_Excerpt provided_.
In this blog post, Tresa Ajay, a student of National University of Advanced Legal Studies, Kochi, who is currently pursuing a Diploma in Entrepreneurship Administration and Business Laws from NUJS, Kolkata, discusses in detail the Doctrine of Indoor Management in a Company.
What is Doctrine of Indoor Management?
There are various principles in the corporate world that help determine the relationship which ensures the safety of various stakeholders in the company in the transactions that they undertake. The doctrine of indoor management is one such principle. It is also popularly referred to as Turquand’s rule. The other principle that is commonly referred to in this context is the principle of constructive notice.
The principle of constructive notice protects the company from frivolous claims by outsiders’. The third party cannot claim to not having been notified of the Company’s procedures or practices if they are a party to the MOA and the AOA. It is deemed to have been understood that a prudent person would have read the MOA and the AOA before agreeing to enter into an agreement with the company. The doctrine of constructive notice is limited to the external position of the company.
The doctrine of indoor management protects the outsiders. If there is no notification as to a change in the internal dealings of the Company to the third party (usually subscribers) especially in the Memorandum and Articles of Association then the third party cannot be expected to know of such changes and any loss to such effect shall be made not be to the detriment if the business operates to protect the interests of the outsiders. This doctrine can be invoked by any person that is dealing with the company.
How Did The Doctrine Originate?
The rule gained recognition after it was mentioned in the case Royal Bank v. Turquand. The Articles of Association allowed the directors of the Company to borrow on bonds as the need be in a general meeting through a special resolution, only if they were authorized to do so. The Plaintiff was given a bond, with the seal of the company which was signed by two directors and the secretary to secure drawings on current account. This was however done without a resolution being passed to that effect. Turquand wanted to bind the company to the bond, and the question arose that if the company would be liable by that bond.
The Court of Exchequer Chamber held that the bond was binding as Turquand as an ordinarily prudent person would assume that the resolution had been passed in the general meeting and overruled all objections.
Jervis C.J. held in the decision:
“The deed allows the directors to borrow on bond such sum or sums of money as shall from time to time, by a resolution passed at a general meeting of the company, be authorized to be borrowed and the replication shows a resolution passed at a general meeting, authorizing the directors to borrow on bond such sums for such periods and at such rates of interest as they might deem expedient, in accordance with the deed of settlement and Act of Parliament; but the resolution does not define the amount to be borrowed. That seems enough……We may now take for granted that the dealings with these companies are not like dealings with other partnerships, and the parties dealing with them are bound to read the statute and the deed of settlement. But they are not bound to do more. And the party here on reading the deed of settlement, would find, not a prohibition from borrowing but permission to do so under certain conditions. Finding that the authority might be made complete by a resolution, he would have a right to infer the fact of a resolution authorizing that which on the face of the document appear to be legitimately done.”

_Tasks_.
[1] Copy out everything in the passage on the doctrine of indoor management from "The rule gained" down to "overruled all objections.".
[2] Write the next part of the passage on the doctrine of indoor management, picking up right after its final sentence.

_Provided material_.
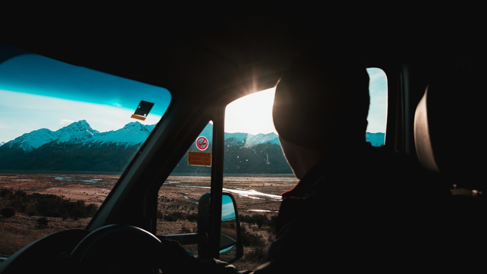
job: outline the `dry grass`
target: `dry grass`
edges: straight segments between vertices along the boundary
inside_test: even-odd
[[[39,193],[54,194],[71,201],[82,200],[87,204],[101,204],[119,176],[93,174],[0,174],[0,188],[15,190],[21,190],[27,194]],[[59,178],[70,177],[72,181],[58,180]],[[58,179],[56,179],[58,178]],[[196,214],[197,204],[190,199],[198,200],[208,189],[195,187],[181,187],[177,185],[209,186],[207,177],[174,176],[168,178],[169,182],[178,184],[165,184],[159,191],[158,209],[166,214],[173,212]],[[297,183],[292,176],[273,177],[268,176],[225,177],[224,186],[232,189],[255,189],[263,193],[276,195],[292,187]],[[252,215],[265,213],[270,219],[277,214],[280,202],[266,199],[258,199],[234,194],[241,215]],[[185,198],[187,197],[187,199]],[[7,202],[0,198],[0,209],[6,207]],[[255,209],[262,211],[255,211]],[[37,222],[39,216],[28,216],[17,213],[9,218],[0,218],[0,256],[8,256],[21,247],[53,233],[68,228],[84,228],[90,218],[63,219],[61,218],[48,218],[48,225],[40,228]],[[247,232],[259,235],[264,239],[262,248],[266,249],[273,235],[268,228],[259,228],[256,225],[243,223]],[[178,220],[158,221],[158,235],[177,234],[190,231],[196,232],[196,224],[194,222]],[[245,247],[244,254],[254,252],[255,247]],[[244,258],[236,263],[240,269],[253,269],[258,262],[249,261]]]

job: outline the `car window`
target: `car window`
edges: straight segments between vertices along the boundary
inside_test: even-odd
[[[43,236],[85,227],[171,94],[24,54],[0,62],[0,256],[8,256]]]
[[[380,69],[367,71],[371,106],[366,140],[379,146],[385,141],[387,79]],[[244,269],[253,269],[263,261],[275,236],[281,194],[298,182],[281,150],[272,121],[274,91],[272,88],[253,93],[225,109],[223,190],[237,201],[244,241],[244,256],[239,263],[245,266]],[[161,187],[157,235],[197,232],[198,199],[210,190],[212,129],[209,121]],[[197,254],[196,245],[186,247]]]

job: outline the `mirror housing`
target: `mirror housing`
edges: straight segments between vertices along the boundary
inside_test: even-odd
[[[198,202],[198,234],[207,235],[210,223],[210,193],[202,195]],[[233,262],[244,256],[240,221],[235,199],[229,192],[222,195],[222,218],[220,222],[220,237],[218,258],[229,263]],[[200,241],[198,244],[198,256],[202,258],[211,257],[208,242]]]

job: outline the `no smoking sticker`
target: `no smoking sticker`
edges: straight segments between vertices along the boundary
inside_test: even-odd
[[[196,139],[196,147],[200,150],[205,150],[208,148],[208,139],[204,136],[200,136]]]

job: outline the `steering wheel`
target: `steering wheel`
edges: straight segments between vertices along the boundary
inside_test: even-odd
[[[71,252],[80,273],[160,273],[161,241],[135,226],[111,224],[84,237]]]

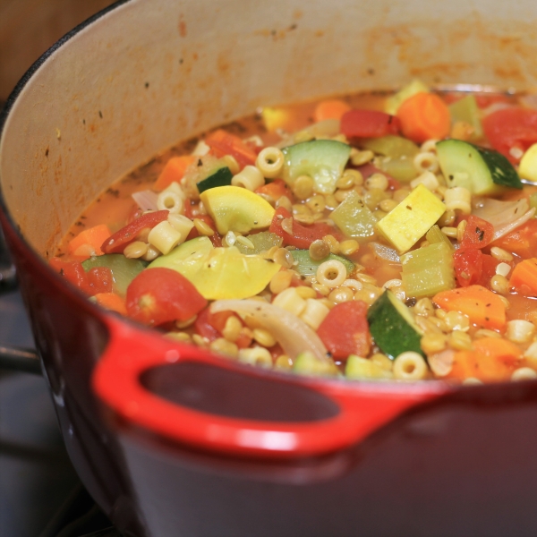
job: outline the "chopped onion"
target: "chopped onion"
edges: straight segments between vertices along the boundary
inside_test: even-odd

_Answers by task_.
[1]
The rule gained recognition after it was mentioned in the case Royal Bank v. Turquand. The Articles of Association allowed the directors of the Company to borrow on bonds as the need be in a general meeting through a special resolution, only if they were authorized to do so. The Plaintiff was given a bond, with the seal of the company which was signed by two directors and the secretary to secure drawings on current account. This was however done without a resolution being passed to that effect. Turquand wanted to bind the company to the bond, and the question arose that if the company would be liable by that bond.
The Court of Exchequer Chamber held that the bond was binding as Turquand as an ordinarily prudent person would assume that the resolution had been passed in the general meeting and overruled all objections.

[2]
One of the earliest cases that applied the Turquand’s Rule was Mahony v. East Holyford Mining Co.[1]The Company’s bank, in this case, made payments based on a formal resolution of the board that authorized payments of cheques if signed by any two of the three named ‘directors’ and includes the signature of the ‘secretary’ as well. In the instant case, the copy was signed by the secretary. It was later found out that neither the directors nor the secretary had been formally appointed. As per the Articles, the directors had to be nominated by the subscribers to the memorandum while the manner of the signing of the cheques in a manner determined by the board. The House of Lords held that the bank did not have to enquire further as the bank had received a formal notice in an ordinary way. The Turquand’s Rule has gained statutory recognition in Section 9 (1) of the European Communities Act, 1972.
Section 20(7) of the Companies Act, 2013 makes a mention of this. There are various Indian case laws that approved and followed the rule. In Lakshmi Ratan Cotton Mills Co. Ltd v. J.K Jute Mitts Co. Ltd[2], again the plaintiff sued the defendant company on a loan where the defendant pleaded that the transaction was not binding as no resolution had been passed to that effect by the Board of Directors. The court held:“If it is found that the transaction of loan into which the creditor is entering is not barred by the charter of the company or its articles of association, and could be entered into on behalf of the company by the person negotiating it, then he is entitled to presume that all the formalities required in connection therewith have been complied with. If the transaction in question could be authorized by the passing of a resolution, such an act is a mere formality. A bona fide creditor, in the absence of any suspicious circumstances, is entitled to presume its existence. A transaction entered into by the borrowing company under such circumstances cannot be defeated merely on the ground that no such resolution was in fact passed. The passing of such a resolution is a mere matter of indoor or internal management and its absence, under such circumstances, cannot be used to defeat the just claim of a bona fide creditor. A creditor being an outsider or a third party and an innocent stranger is entitled to proceed on the assumption of its existence and is not expected to know what happens within the doors that are closed to him. Where the Act is not ultra vires the statute or the company such a creditor would be entitled to assume the apparent or ostensible authority of the agent to be a real or genuine one. He could assume that such a person had the power to represent the company, and if he, in fact, advanced the money on such assumption, he would be protected by the doctrine of internal management.”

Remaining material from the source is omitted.